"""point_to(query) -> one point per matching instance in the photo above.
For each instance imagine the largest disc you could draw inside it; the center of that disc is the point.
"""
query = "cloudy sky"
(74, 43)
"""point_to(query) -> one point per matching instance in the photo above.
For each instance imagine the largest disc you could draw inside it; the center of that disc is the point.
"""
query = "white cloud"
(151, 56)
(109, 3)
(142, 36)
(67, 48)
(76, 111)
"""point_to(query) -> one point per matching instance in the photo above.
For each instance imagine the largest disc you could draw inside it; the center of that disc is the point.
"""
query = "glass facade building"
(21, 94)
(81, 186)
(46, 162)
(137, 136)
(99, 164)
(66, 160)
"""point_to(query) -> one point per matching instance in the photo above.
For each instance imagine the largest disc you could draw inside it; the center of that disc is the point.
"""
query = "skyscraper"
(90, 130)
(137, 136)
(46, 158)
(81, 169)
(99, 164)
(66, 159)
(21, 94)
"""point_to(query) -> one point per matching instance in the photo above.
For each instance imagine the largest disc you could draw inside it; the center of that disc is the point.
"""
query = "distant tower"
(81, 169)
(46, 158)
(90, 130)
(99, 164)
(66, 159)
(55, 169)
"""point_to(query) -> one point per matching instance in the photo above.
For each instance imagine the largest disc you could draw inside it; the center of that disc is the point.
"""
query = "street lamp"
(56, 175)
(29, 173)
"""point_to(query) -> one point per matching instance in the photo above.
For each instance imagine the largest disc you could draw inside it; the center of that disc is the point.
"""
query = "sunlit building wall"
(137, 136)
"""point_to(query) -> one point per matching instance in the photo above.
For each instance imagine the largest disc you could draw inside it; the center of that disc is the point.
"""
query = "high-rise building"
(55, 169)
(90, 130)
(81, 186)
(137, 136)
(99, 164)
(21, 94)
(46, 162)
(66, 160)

+ + + +

#### Your objective:
Produce an exact copy of every entry above.

#### The solution:
"""point_to(query) -> one point per matching instance in the photo above.
For each instance imagine the largest disc you could draw inside it; the center of that disc is the point.
"""
query = "cloudy sky"
(74, 43)
"""point_to(query) -> one point per matching instance in the photo above.
For each instance imagine the largest disc you could draw inside it; the center of that disc is the point.
"""
query = "white cloud"
(151, 56)
(109, 3)
(142, 36)
(67, 48)
(76, 111)
"""point_to(query) -> one point per matching instance in the photo above.
For each instance imagine the largest disc you could draw inside it; the center of that disc is the point.
"""
query = "glass facade building"
(21, 94)
(81, 186)
(46, 162)
(137, 136)
(99, 164)
(66, 160)
"""point_to(query) -> one point per matching instance in the photo above.
For each instance imagine the largest disc you could draw inside it; the center of that disc is the point.
"""
query = "skyscraper"
(90, 130)
(137, 136)
(46, 158)
(81, 169)
(99, 164)
(66, 159)
(21, 94)
"""point_to(query) -> one point per matching instance in the photo above.
For each instance imagine the largest disc you could draw inside it; the center of that disc is the point.
"""
query = "distant tower"
(81, 169)
(46, 158)
(90, 130)
(99, 164)
(66, 159)
(55, 169)
"""point_to(query) -> one point per matching instance in the photo above.
For each instance imagine the largest disc you could draw inside it; the center of that disc is the point.
"""
query = "street lamp"
(56, 175)
(29, 173)
"""point_to(query) -> one point per matching instance in the photo above.
For each instance imagine the largest disc you could draw inside it; the center of that disc is the point.
"""
query = "sunlit building wall"
(137, 136)
"""point_to(query) -> one point per matching instance in the photo above.
For each instance imagine the largest disc you could draw inside it; the center of that disc is the point.
"""
query = "high-rise building"
(55, 169)
(90, 130)
(81, 186)
(137, 136)
(99, 164)
(21, 94)
(46, 162)
(66, 160)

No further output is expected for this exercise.